◆ Activity ◆
Which lines of the material hold the word "dark"? Copy each one.

[Opening Supplied records section]

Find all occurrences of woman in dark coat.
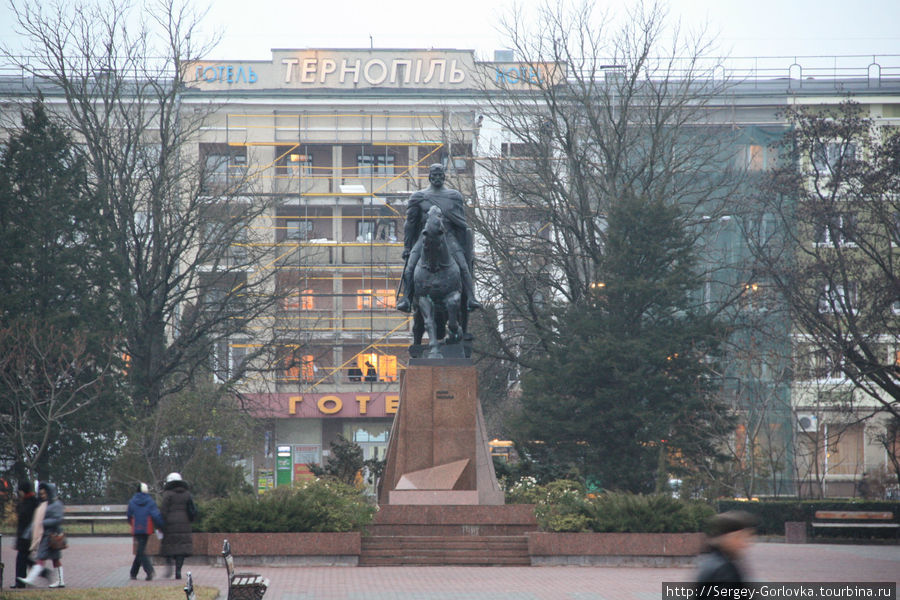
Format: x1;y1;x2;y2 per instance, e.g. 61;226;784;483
18;482;66;588
14;480;39;587
160;472;194;579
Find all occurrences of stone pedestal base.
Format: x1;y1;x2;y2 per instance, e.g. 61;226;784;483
379;361;503;505
388;490;481;505
784;521;808;544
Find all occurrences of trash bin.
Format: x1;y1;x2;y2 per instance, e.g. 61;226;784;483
784;521;807;544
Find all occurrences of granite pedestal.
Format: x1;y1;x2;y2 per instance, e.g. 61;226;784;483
378;360;504;506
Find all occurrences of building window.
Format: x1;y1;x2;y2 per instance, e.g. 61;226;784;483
201;148;247;193
375;290;396;309
357;289;396;309
357;289;373;309
814;212;857;246
810;349;844;380
284;219;314;241
354;353;397;382
818;282;858;313
357;220;375;242
290;153;313;177
820;423;864;475
891;213;900;246
213;339;248;383
275;147;312;176
358;154;395;177
203;287;226;313
745;144;765;171
378;354;398;382
357;154;375;176
231;342;248;376
230;227;248;261
741;282;774;312
212;340;228;383
352;428;388;443
283;289;315;310
283;359;299;381
812;141;857;174
301;355;316;382
283;353;316;382
376;155;395;176
443;155;468;172
376;219;397;241
299;290;315;310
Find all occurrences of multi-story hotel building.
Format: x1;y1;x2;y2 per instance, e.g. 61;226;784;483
3;47;898;496
179;49;507;490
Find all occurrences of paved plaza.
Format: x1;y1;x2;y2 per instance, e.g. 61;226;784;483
1;537;898;599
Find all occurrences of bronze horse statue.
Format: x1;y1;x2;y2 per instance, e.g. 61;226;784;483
411;205;463;357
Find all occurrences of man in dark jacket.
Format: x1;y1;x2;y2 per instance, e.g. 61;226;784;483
695;510;758;592
127;482;164;580
14;479;39;587
160;472;195;579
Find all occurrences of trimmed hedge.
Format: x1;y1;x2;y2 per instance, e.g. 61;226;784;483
591;492;713;533
716;500;900;536
197;479;375;533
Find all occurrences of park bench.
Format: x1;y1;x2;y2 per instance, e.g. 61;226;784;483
811;510;899;541
65;504;128;534
222;539;268;600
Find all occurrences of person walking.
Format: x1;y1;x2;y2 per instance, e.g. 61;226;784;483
17;481;66;588
695;510;758;591
13;479;39;588
127;482;164;581
159;472;195;579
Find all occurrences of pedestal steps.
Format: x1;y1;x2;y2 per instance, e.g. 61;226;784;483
359;535;531;566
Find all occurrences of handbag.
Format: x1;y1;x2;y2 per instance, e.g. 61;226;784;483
48;531;68;550
186;496;198;522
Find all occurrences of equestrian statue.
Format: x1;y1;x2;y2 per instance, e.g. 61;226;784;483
397;163;481;357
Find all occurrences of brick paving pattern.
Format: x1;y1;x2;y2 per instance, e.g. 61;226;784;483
1;537;897;599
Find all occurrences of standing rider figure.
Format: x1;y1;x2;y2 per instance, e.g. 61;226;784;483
396;163;482;313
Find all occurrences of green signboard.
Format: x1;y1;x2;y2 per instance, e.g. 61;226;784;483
276;445;292;487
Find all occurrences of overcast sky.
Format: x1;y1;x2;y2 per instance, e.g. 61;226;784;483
1;0;898;64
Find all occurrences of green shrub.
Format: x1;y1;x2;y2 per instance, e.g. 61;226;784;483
533;479;593;532
590;492;713;533
198;479;375;533
525;479;715;533
501;475;544;504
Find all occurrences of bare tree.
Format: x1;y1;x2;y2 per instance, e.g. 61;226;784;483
870;417;900;491
710;337;793;499
469;0;744;368
746;100;900;484
3;0;286;417
457;1;752;490
0;323;109;479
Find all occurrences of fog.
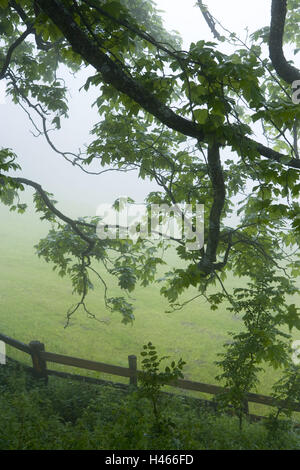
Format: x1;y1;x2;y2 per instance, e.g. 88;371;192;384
0;0;277;220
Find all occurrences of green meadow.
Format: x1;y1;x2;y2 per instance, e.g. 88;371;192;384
0;202;299;417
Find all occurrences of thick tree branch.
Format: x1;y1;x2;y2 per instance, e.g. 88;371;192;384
36;0;300;171
269;0;300;84
243;136;300;169
198;141;226;275
36;0;204;140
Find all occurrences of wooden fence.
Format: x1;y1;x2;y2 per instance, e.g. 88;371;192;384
1;331;300;421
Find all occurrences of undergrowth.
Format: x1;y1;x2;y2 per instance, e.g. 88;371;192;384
0;360;299;450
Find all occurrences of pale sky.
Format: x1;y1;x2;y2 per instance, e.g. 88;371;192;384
0;1;276;217
156;0;272;49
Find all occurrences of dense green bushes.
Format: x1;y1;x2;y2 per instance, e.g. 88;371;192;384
0;361;299;450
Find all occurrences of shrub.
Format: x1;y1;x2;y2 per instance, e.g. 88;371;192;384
0;360;299;450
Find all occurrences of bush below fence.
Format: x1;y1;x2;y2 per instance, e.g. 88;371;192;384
1;331;300;424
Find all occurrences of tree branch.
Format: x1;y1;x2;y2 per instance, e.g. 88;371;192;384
36;0;300;170
9;0;62;51
0;25;34;80
196;0;222;40
10;176;95;248
36;0;204;140
198;141;226;275
269;0;300;84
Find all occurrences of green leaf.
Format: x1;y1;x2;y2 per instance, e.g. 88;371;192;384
194;108;208;124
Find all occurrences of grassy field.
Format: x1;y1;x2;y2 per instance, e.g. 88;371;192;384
0;202;299;417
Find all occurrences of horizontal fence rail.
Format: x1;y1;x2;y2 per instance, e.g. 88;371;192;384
1;331;300;415
0;332;31;354
41;351;135;378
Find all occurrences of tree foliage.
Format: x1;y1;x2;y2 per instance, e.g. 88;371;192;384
0;0;300;410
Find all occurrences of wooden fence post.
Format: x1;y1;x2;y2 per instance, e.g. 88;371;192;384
243;399;249;416
128;355;137;386
29;341;48;384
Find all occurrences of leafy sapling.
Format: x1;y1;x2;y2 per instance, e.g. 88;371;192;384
138;342;186;433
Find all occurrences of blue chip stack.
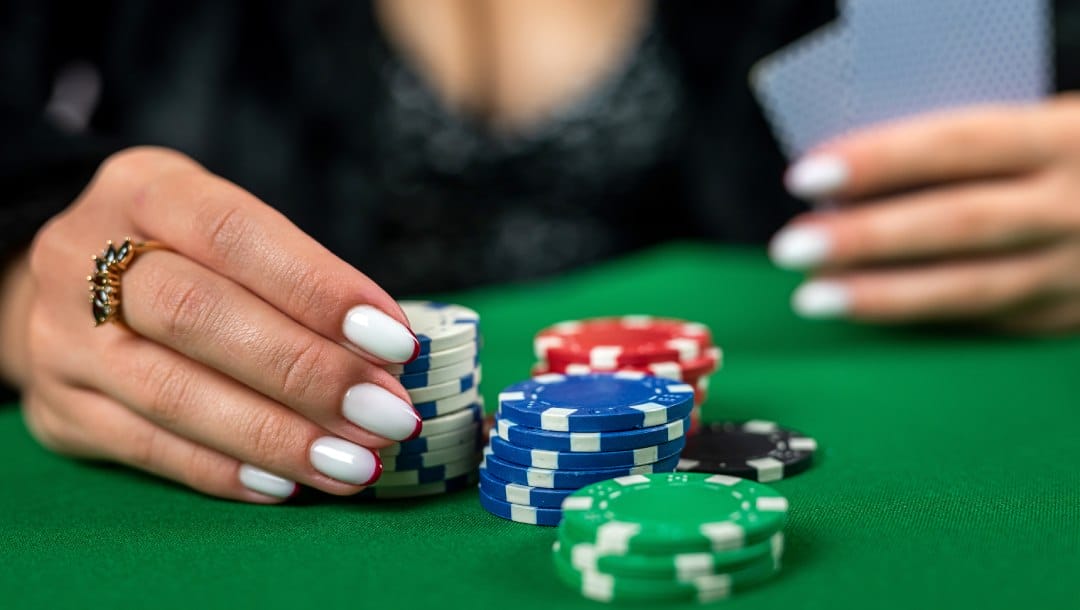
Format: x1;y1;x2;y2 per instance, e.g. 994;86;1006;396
479;372;695;525
361;301;484;499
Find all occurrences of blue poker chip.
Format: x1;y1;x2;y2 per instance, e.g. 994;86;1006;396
386;340;479;375
482;449;681;489
479;467;575;508
397;357;479;389
488;435;686;471
357;472;477;500
497;372;694;432
493;414;689;452
376;454;480;487
418;400;484;436
478;488;563;526
383;436;482;471
401;301;480;355
407;367;480;404
414;387;480;419
382;424;481;457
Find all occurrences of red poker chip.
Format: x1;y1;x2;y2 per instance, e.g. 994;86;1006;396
533;346;722;381
534;316;713;368
689;373;710;406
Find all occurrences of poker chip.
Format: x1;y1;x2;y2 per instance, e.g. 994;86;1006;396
413;386;481;419
383;438;481;471
676;420;817;482
551;540;781;603
558;530;784;580
482;450;681;490
478;467;576;509
493;414;688;452
489;435;686;471
397;357;479;390
534;316;712;368
535;346;723;382
357;472;477;500
418;399;484;437
385;340;479;375
375;453;482;487
559;473;788;555
497;372;694;432
382;424;480;457
478;489;564;526
401;301;479;355
374;301;484;499
407;366;481;404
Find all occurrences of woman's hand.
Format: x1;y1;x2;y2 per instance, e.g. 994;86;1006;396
770;95;1080;334
10;147;424;503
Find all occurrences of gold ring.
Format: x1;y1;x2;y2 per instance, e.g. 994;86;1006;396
88;238;166;326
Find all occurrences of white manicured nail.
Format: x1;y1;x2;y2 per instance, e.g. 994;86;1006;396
342;383;421;441
310;437;382;485
342;305;419;364
785;154;849;200
769;225;833;270
239;464;297;499
792;281;852;319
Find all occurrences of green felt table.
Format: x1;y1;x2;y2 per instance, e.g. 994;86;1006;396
2;242;1079;610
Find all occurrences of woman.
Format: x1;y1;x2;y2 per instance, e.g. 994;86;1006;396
2;1;1079;503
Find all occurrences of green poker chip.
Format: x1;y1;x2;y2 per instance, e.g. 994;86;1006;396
559;472;788;555
557;528;784;581
551;540;781;603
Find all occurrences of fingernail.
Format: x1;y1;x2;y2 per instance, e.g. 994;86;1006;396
342;305;420;364
239;464;298;499
792;280;852;319
342;383;422;441
785;154;849;200
769;225;832;270
310;437;382;485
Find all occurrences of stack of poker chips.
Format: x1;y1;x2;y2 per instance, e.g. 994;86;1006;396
478;372;695;525
554;473;789;604
360;301;484;499
532;316;722;434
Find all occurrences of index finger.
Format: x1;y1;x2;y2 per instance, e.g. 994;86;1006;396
786;103;1057;201
126;165;419;364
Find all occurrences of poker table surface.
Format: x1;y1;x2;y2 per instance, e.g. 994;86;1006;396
2;242;1078;610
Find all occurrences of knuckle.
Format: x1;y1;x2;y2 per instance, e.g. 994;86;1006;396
178;444;229;496
133;357;196;428
282;264;329;319
21;398;71;454
147;268;221;340
193;195;252;268
277;338;331;404
125;424;167;470
244;410;294;461
24;309;55;373
98;146;184;187
27;216;66;280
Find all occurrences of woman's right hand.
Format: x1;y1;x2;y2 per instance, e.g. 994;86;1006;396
12;147;423;503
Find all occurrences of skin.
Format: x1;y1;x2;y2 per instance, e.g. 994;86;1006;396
782;97;1080;334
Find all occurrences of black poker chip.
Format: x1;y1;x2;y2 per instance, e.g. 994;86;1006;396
677;420;817;482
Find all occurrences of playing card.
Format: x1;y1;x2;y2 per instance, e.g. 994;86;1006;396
750;22;854;159
847;0;1052;127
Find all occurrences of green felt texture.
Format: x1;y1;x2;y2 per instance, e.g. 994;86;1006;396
2;242;1079;609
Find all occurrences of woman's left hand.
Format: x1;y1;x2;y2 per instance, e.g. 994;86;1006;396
769;95;1080;334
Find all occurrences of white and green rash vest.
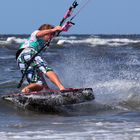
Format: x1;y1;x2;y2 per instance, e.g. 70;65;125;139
19;30;46;52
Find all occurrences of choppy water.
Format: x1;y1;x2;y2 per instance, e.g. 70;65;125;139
1;34;140;139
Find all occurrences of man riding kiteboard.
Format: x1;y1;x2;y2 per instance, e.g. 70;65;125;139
16;0;90;94
16;24;65;93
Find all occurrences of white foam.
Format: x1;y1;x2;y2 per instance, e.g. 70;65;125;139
0;40;10;45
1;120;140;140
0;55;14;59
57;40;66;45
93;80;140;98
0;37;27;46
91;79;140;104
57;38;93;45
6;37;27;44
94;80;137;91
1;35;140;48
57;37;140;47
96;122;103;126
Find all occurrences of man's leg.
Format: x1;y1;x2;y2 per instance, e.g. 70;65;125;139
22;83;44;93
46;71;65;90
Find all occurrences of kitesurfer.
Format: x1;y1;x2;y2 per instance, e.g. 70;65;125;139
16;24;65;93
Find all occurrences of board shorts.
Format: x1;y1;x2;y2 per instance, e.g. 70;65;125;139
16;48;53;84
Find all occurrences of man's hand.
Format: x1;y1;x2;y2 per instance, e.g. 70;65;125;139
53;26;62;32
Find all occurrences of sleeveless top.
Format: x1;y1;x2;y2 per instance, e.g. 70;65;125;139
19;30;46;52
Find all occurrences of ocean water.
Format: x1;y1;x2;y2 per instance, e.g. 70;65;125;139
0;34;140;139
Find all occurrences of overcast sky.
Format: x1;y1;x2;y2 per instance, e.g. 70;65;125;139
0;0;140;34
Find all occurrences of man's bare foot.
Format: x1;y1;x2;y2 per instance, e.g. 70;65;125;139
59;86;65;91
21;87;30;94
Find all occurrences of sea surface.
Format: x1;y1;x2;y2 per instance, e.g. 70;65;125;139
0;34;140;140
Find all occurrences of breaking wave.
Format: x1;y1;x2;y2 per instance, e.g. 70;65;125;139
57;36;140;47
0;35;140;49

[Closing Supplied records section]

◆ Task answer ◆
Find all occurrences of woman in dark coat.
Find all occurrences of man in dark jacket.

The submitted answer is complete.